→ **INPUT FOR THIS TASK**:
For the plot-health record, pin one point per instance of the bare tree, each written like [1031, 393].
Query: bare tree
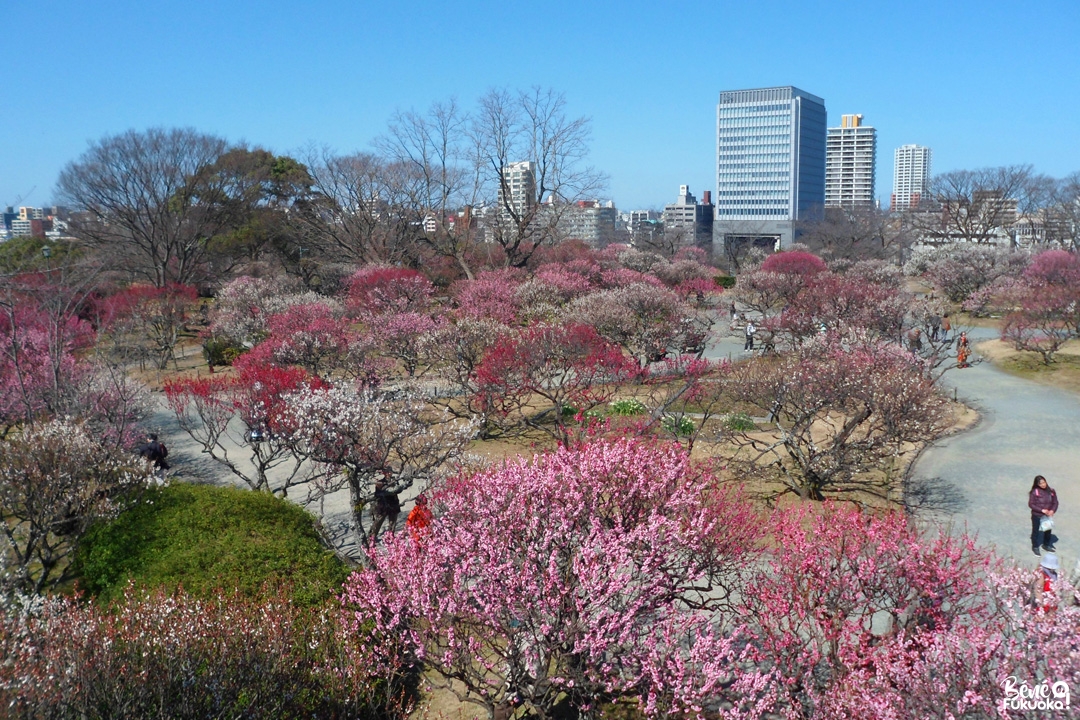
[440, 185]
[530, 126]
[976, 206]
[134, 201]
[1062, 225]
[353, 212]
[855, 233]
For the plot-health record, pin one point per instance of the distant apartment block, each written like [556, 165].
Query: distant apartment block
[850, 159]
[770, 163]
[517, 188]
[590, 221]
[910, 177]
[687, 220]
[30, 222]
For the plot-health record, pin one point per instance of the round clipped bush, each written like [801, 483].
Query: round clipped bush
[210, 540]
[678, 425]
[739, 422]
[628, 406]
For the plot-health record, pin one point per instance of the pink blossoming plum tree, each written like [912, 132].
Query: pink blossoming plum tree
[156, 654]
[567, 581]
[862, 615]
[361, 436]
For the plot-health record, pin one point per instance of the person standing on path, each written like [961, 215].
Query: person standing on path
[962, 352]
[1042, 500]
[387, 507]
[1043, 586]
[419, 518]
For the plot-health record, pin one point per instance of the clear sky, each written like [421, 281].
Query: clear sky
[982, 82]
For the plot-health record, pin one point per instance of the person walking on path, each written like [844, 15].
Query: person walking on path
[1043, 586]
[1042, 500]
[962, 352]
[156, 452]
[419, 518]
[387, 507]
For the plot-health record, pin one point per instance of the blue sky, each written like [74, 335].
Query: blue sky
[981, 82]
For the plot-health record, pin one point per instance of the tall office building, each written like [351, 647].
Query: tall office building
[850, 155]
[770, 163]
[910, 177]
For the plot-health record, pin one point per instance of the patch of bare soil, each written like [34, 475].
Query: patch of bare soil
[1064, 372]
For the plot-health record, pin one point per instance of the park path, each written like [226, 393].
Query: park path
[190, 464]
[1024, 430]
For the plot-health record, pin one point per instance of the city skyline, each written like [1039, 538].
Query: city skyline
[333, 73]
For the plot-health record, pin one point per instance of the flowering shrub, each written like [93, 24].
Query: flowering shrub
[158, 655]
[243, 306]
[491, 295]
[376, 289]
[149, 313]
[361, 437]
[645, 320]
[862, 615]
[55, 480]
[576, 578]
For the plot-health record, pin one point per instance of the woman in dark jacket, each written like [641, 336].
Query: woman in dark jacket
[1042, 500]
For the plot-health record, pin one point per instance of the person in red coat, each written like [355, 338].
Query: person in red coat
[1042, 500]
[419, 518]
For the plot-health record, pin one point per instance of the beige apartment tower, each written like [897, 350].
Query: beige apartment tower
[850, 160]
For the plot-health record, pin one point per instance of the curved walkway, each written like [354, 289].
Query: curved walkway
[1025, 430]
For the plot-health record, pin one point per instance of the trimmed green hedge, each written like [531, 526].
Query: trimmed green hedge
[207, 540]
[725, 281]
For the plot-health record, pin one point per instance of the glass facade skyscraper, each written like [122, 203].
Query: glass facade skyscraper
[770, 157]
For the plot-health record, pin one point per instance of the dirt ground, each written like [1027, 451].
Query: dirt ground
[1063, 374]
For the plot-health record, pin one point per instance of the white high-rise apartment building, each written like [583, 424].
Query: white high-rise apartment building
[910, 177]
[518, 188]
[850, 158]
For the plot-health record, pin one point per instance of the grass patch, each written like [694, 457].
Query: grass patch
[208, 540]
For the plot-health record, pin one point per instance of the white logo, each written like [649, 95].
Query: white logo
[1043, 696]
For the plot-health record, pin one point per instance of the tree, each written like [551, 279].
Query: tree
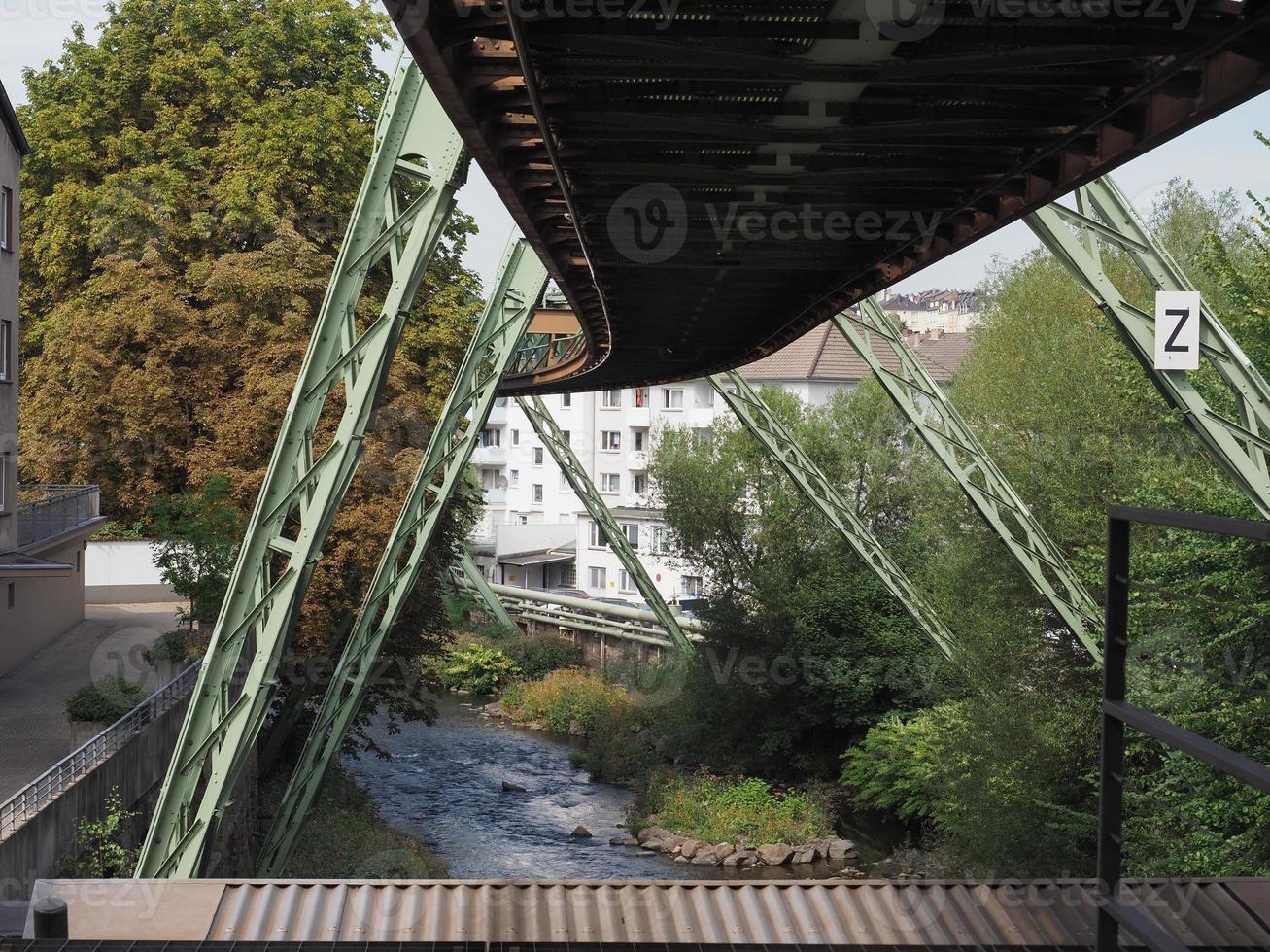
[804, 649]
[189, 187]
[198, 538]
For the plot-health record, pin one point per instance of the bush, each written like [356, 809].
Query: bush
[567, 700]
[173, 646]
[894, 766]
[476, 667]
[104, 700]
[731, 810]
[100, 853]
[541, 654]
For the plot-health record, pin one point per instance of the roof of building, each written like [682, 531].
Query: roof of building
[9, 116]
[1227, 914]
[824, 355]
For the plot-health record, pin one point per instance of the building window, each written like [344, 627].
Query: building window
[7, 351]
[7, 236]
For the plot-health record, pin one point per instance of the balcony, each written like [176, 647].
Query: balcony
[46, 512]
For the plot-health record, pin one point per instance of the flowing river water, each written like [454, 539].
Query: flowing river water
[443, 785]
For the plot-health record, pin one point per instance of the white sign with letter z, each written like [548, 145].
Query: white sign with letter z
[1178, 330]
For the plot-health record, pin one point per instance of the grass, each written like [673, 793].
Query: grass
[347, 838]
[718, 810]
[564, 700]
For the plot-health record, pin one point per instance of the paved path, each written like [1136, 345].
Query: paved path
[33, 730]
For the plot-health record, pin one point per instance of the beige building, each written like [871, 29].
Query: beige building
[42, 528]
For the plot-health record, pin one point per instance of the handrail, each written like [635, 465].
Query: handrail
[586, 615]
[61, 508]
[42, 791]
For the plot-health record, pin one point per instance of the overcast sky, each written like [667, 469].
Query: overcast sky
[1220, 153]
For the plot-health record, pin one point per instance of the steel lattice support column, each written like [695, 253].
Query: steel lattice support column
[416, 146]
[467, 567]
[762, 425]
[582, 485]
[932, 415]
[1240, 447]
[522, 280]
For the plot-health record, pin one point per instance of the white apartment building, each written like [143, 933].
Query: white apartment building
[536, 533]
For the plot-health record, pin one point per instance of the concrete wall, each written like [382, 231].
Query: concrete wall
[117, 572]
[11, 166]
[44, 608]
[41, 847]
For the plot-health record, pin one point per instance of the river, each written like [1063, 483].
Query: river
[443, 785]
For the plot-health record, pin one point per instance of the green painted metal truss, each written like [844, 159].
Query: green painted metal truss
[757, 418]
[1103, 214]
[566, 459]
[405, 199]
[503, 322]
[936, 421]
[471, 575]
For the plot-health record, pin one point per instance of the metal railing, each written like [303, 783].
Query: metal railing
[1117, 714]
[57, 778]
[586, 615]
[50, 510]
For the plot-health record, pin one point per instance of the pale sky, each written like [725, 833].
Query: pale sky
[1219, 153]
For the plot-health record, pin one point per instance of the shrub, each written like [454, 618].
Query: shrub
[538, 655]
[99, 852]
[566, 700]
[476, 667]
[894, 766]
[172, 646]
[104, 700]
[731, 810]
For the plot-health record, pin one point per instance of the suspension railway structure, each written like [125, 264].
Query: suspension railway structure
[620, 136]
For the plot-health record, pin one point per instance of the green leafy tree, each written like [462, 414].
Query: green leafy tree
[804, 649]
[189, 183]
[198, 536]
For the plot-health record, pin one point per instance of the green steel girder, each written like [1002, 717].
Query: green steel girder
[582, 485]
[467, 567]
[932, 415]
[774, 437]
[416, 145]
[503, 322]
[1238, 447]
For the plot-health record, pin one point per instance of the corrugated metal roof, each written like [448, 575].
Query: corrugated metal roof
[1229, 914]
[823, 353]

→ **WHAT YOU NEED TO DO**: Produce an exact copy of each line of data, skipping embedded images.

→ **RESULT OF THE TASK**:
For the plot-health record, pin one point per instance of the bare tree, each written like [1031, 393].
Query: bare tree
[440, 185]
[530, 126]
[976, 206]
[134, 201]
[1062, 225]
[353, 212]
[855, 233]
For the plot-health record, pin one point per instance of the distant apartment block, each written like [556, 165].
Query: distant apartment block
[850, 159]
[770, 163]
[517, 188]
[590, 221]
[910, 177]
[687, 220]
[30, 222]
For the plot-health record, pin one point per instance of the round clipped bush, each written like [801, 483].
Query: round clipped bush
[210, 540]
[678, 425]
[739, 422]
[628, 406]
For the plot-health record, pin one point per instance of the pink blossoming plum tree, each written like [912, 132].
Query: pink blossoming plum tree
[156, 654]
[567, 581]
[862, 615]
[361, 436]
For the plot-health record, pin one point per instance of the person standing on path, each written like [961, 215].
Query: person standing on path
[962, 352]
[1042, 500]
[387, 507]
[1043, 586]
[419, 518]
For the plot-health record, pin one point per instance of the clear sky, each written like [421, 281].
Query: clear sky
[982, 82]
For the plot-health record, pin one point per instance of the person walking on path, each written like [844, 15].
Query: person walking on path
[1043, 586]
[1042, 500]
[962, 352]
[156, 452]
[419, 518]
[387, 507]
For the plot-health record, pin one point per instance of the blue sky, each written like [74, 335].
Query: blue sky
[981, 82]
For the plot-health record, pin one point per instance of the tall office building, each written like [351, 647].
Query: tall office building
[850, 155]
[770, 163]
[910, 177]
For the plot-health record, pin one point per instance of the patch of bare soil, each written like [34, 475].
Query: patch of bare soil
[1064, 372]
For the plot-health record, pin one point per instance of the park path, each written like [226, 393].
Query: park path
[190, 464]
[1024, 430]
For the plot-health record, pin one point per instance of the city skyline, each written like [1039, 538].
Query: city skyline
[333, 73]
For the plot-health record, pin one point per instance of the flowering shrub, each written like [93, 24].
Query: flowering shrub
[158, 655]
[243, 306]
[491, 295]
[376, 289]
[149, 313]
[361, 437]
[645, 320]
[862, 615]
[55, 480]
[576, 578]
For the plot-health record, pin one point per instance of the woman in dark jacket, each written like [641, 336].
Query: woman in dark jacket
[1042, 500]
For the plot-health record, pin one point per instance of the person in red coat, each written like [355, 338].
Query: person in red coat
[1042, 500]
[419, 518]
For the plot-health record, pin one point per instance of the beige apartment tower, each written like [897, 350].
Query: beige apartment tower
[850, 160]
For the plot-health record, pin one point per instance of the curved walkway, each written like [354, 289].
Query: curved walkway
[1025, 430]
For the plot-health record, pin one point per instance of the trimmed green hedge, each written like [531, 526].
Query: trimmed green hedge
[207, 540]
[725, 281]
For the plot-health record, pin one point per instance of the glass facade skyscraper, each written like [122, 203].
Query: glass facade skyscraper
[770, 157]
For the plot-health record, pin one point per instance of the dirt ground, each written like [1027, 451].
Query: dirt ground
[1063, 374]
For the plot-health record, pin one point per instance of the white high-rise apartment building, each written like [583, 424].
Query: white high-rise apartment building
[910, 177]
[518, 188]
[850, 158]
For the plot-health record, pin one point per instance of the grass patch, each written like [694, 457].
Query: grass patch
[208, 540]
For the plot-health record, pin one point per instance of the white logo, each written like [649, 95].
Query: white logo
[1043, 696]
For the plot-health record, pin one point per instance of the tree, each written like [551, 279].
Query: tree
[804, 649]
[189, 187]
[198, 538]
For the plot-health record, pin one point per instance of the bush, each written like [356, 809].
Query: bush
[567, 700]
[173, 646]
[894, 766]
[476, 667]
[104, 700]
[731, 810]
[100, 853]
[541, 654]
For the plot-health record, pin one point per instance of the roof of building, each written like [682, 531].
Query: roof of building
[9, 116]
[1227, 914]
[824, 355]
For the plot-health record, pin one point per instance of the building window, each written like [344, 627].
Query: building window
[7, 351]
[7, 236]
For the plot-health record, pin one point per instance of the balcony, each written like [176, 647].
Query: balcony
[46, 512]
For the plot-health record, pin one point per instance of the flowing river water, each written like [454, 539].
Query: flowing river water
[443, 785]
For the plot-health record, pin one point per instance of the white sign with letter z, each written like [548, 145].
Query: white sign with letter z
[1178, 330]
For the plot-health record, pin one point per instance of the grass, each written like [673, 793].
Query: grass
[347, 838]
[718, 810]
[564, 700]
For the plot-health record, pin one point per instance of the paved path, each written like [1136, 345].
Query: paved path
[33, 730]
For the plot-health record, pin one point per instance of the beige building, each written like [871, 29].
Query: beige building
[42, 528]
For the plot-health record, pin one point per instance of the handrail, each written like [635, 465].
Query: handrail
[586, 615]
[61, 508]
[42, 791]
For the plot-health record, pin one point per instance of the overcast sky, each written like [667, 469].
Query: overcast sky
[1220, 153]
For the plot-health record, pin one point per instance of the steel lattice support column, each written like [695, 253].
Query: steel lattice support column
[416, 146]
[467, 567]
[762, 425]
[582, 485]
[932, 415]
[1240, 447]
[522, 280]
For the plot-health record, pin one point per instance of the white apartment building, each written like [143, 933].
Query: white apartment building
[536, 533]
For the plot-health record, pin one point per instance of the concrete wall, each written like [382, 231].
Query: concrete wall
[117, 572]
[11, 166]
[44, 608]
[41, 847]
For the plot-health record, pin one point per instance of the river, each written like [1063, 483].
Query: river
[443, 785]
For the plot-health record, pin one point per instance of the green painted metal truss, each written like [844, 159].
Query: green painted metal truss
[757, 418]
[1103, 214]
[566, 459]
[405, 199]
[503, 322]
[936, 421]
[471, 575]
For the plot-health record, pin one point per instance of the metal railing, each written like [303, 783].
Query: metal railing
[1117, 714]
[57, 778]
[586, 615]
[50, 510]
For the plot-health record, pin one point per instance of the pale sky, each written like [725, 833].
Query: pale sky
[1219, 153]
For the plot-health record, pin one point per instance of the shrub, each written like [454, 618].
Query: shrub
[538, 655]
[99, 852]
[566, 700]
[476, 667]
[894, 766]
[172, 646]
[104, 700]
[731, 810]
For the plot-health record, pin one point per instance of the suspension railway structure, each written like [125, 264].
Query: suspension railway structure
[620, 136]
For the plot-health record, pin one point per instance of the green leafy tree, each written like [462, 414].
Query: green leafy tree
[804, 649]
[189, 183]
[198, 536]
For the plot-health record, pin one point per instance of the green steel girder, each written like [1002, 717].
Query: green steel girder
[582, 485]
[467, 567]
[932, 415]
[774, 437]
[416, 145]
[503, 322]
[1238, 447]
For the plot-health record, pin one point per instance of the corrugated metal roof, each written like [448, 575].
Query: corrugated metal roof
[1229, 914]
[823, 353]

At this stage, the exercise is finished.